Collected data:
::::::::

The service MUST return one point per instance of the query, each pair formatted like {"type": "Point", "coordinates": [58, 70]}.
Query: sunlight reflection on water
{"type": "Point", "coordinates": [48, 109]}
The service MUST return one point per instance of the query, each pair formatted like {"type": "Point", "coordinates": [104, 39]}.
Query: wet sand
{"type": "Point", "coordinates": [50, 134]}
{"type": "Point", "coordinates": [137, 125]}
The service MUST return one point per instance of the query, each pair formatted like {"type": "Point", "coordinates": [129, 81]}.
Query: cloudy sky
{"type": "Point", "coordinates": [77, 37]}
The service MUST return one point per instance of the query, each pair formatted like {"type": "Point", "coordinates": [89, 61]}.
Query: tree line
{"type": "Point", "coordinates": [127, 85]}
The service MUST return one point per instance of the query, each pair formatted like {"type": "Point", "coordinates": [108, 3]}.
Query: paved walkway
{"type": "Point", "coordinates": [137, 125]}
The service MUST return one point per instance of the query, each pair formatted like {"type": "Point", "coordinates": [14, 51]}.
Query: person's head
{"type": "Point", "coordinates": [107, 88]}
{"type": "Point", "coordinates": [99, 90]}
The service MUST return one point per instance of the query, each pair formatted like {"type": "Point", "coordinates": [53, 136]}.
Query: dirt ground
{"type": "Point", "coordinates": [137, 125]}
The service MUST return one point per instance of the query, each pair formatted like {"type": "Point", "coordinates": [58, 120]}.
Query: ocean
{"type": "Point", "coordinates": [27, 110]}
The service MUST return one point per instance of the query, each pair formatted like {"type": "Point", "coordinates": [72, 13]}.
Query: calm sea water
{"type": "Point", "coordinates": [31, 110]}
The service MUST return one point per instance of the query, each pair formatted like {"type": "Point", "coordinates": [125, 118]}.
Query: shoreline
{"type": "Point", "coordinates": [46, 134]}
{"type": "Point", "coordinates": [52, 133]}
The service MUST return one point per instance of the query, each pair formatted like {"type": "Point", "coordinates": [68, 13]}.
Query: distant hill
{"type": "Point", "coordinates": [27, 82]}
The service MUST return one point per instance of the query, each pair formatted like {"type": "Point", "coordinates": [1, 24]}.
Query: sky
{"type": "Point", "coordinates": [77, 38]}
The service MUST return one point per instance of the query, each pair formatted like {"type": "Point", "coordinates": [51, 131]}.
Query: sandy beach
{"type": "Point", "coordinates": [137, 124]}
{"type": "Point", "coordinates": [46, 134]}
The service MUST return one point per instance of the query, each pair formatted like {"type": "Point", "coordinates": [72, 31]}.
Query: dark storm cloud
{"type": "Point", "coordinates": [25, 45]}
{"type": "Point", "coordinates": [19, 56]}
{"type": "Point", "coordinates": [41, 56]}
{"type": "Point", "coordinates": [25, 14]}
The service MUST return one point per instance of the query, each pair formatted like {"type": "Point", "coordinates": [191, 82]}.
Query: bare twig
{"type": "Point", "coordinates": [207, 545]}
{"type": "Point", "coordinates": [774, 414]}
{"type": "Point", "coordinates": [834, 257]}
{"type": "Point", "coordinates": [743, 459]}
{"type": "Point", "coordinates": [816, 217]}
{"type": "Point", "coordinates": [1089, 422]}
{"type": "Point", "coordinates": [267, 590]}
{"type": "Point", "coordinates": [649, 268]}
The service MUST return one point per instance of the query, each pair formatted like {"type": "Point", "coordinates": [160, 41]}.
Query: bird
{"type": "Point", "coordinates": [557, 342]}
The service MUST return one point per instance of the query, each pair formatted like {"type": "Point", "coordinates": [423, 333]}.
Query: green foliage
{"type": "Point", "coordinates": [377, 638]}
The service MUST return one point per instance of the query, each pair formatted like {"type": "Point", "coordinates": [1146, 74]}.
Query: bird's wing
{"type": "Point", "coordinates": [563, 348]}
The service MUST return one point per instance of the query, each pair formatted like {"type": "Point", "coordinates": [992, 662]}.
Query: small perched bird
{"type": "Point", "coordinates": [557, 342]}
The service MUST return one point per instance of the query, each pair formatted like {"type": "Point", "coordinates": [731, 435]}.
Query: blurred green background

::::::::

## REQUIREMENTS
In full and verbatim, repeat the records given above.

## EXERCISE ANSWER
The service MUST return one point per instance of the query, each pair formatted like {"type": "Point", "coordinates": [58, 70]}.
Query: sunlight reflection on water
{"type": "Point", "coordinates": [48, 109]}
The service MUST return one point per instance of the query, each pair formatted like {"type": "Point", "coordinates": [104, 39]}.
Query: wet sand
{"type": "Point", "coordinates": [50, 134]}
{"type": "Point", "coordinates": [137, 125]}
The service MUST return one point per instance of the query, each pair formatted like {"type": "Point", "coordinates": [129, 81]}.
Query: cloudy sky
{"type": "Point", "coordinates": [77, 37]}
The service MUST return one point per instance of the query, each pair formatted like {"type": "Point", "coordinates": [89, 61]}.
Query: tree line
{"type": "Point", "coordinates": [127, 85]}
The service MUST return one point per instance of the query, each pair formatted like {"type": "Point", "coordinates": [108, 3]}.
Query: paved walkway
{"type": "Point", "coordinates": [137, 125]}
The service MUST return one point per instance of the query, each pair formatted like {"type": "Point", "coordinates": [14, 51]}.
Query: person's head
{"type": "Point", "coordinates": [107, 88]}
{"type": "Point", "coordinates": [99, 90]}
The service MUST return one point per instance of the query, each pair formatted like {"type": "Point", "coordinates": [53, 136]}.
Query: dirt ground
{"type": "Point", "coordinates": [137, 125]}
The service MUST return one point per instance of the query, each pair formatted like {"type": "Point", "coordinates": [58, 120]}.
Query: ocean
{"type": "Point", "coordinates": [27, 110]}
The service MUST return one point per instance of the query, each pair formatted like {"type": "Point", "coordinates": [72, 13]}.
Query: calm sea water
{"type": "Point", "coordinates": [31, 110]}
The service MUST return one point per instance of the query, each pair formatted like {"type": "Point", "coordinates": [125, 118]}.
Query: shoreline
{"type": "Point", "coordinates": [46, 134]}
{"type": "Point", "coordinates": [52, 133]}
The service MUST return one point per instance of the query, each pair formatted like {"type": "Point", "coordinates": [68, 13]}.
Query: distant hill
{"type": "Point", "coordinates": [27, 82]}
The service MUST return one point per instance of the query, each pair formatted like {"type": "Point", "coordinates": [1, 24]}.
Query: sky
{"type": "Point", "coordinates": [77, 38]}
The service MUST return one point per instance of the query, each pair formatted like {"type": "Point", "coordinates": [51, 131]}.
Query: sandy beach
{"type": "Point", "coordinates": [137, 124]}
{"type": "Point", "coordinates": [46, 134]}
The service MUST return one point per instance of the query, each pair formatted like {"type": "Point", "coordinates": [72, 31]}.
Query: dark storm cloud
{"type": "Point", "coordinates": [25, 45]}
{"type": "Point", "coordinates": [19, 56]}
{"type": "Point", "coordinates": [41, 56]}
{"type": "Point", "coordinates": [25, 14]}
The service MUST return one point per instance of the query, each pair formatted like {"type": "Point", "coordinates": [191, 82]}.
Query: bare twig
{"type": "Point", "coordinates": [207, 545]}
{"type": "Point", "coordinates": [774, 414]}
{"type": "Point", "coordinates": [834, 257]}
{"type": "Point", "coordinates": [743, 459]}
{"type": "Point", "coordinates": [816, 217]}
{"type": "Point", "coordinates": [1089, 422]}
{"type": "Point", "coordinates": [267, 590]}
{"type": "Point", "coordinates": [649, 268]}
The service MUST return one point per instance of the query, each pair formatted like {"type": "Point", "coordinates": [160, 41]}.
Query: bird
{"type": "Point", "coordinates": [557, 342]}
The service MUST return one point per instance of the query, each pair formatted like {"type": "Point", "coordinates": [423, 333]}.
Query: green foliage
{"type": "Point", "coordinates": [377, 638]}
The service MUST return one point per instance of the query, each pair formatted like {"type": "Point", "coordinates": [1146, 74]}.
Query: bird's wing
{"type": "Point", "coordinates": [563, 348]}
The service MUST return one point per instance of the query, each pair formatted like {"type": "Point", "coordinates": [992, 662]}.
Query: small perched bird
{"type": "Point", "coordinates": [557, 342]}
The service MUST return one point per instance of the query, each pair formatted like {"type": "Point", "coordinates": [731, 435]}.
Query: blurred green background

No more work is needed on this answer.